**Your task:** Could you repeat all of the entries exactly, leaving out any pictures?

**Record excerpts:**
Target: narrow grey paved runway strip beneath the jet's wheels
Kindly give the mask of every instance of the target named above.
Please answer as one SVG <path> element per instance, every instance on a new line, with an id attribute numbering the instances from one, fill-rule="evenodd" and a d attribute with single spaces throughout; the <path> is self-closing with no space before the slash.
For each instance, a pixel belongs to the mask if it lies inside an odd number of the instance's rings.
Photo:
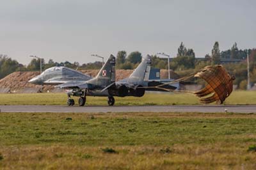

**Answer to the problem:**
Target: narrow grey paved runway strip beneath the jet's wheels
Kindly give the mask of every instance of the target named above.
Please answer as one SVG <path> element per instance, every instance on a new line, with an id attribute numbering the instances from one, fill-rule="evenodd" and a d attribute with single spaces throughout; the <path> is self-closing with no space before the slash.
For each instance, a pixel belongs to the mask if it lies inside an odd number of the instance's rings.
Photo:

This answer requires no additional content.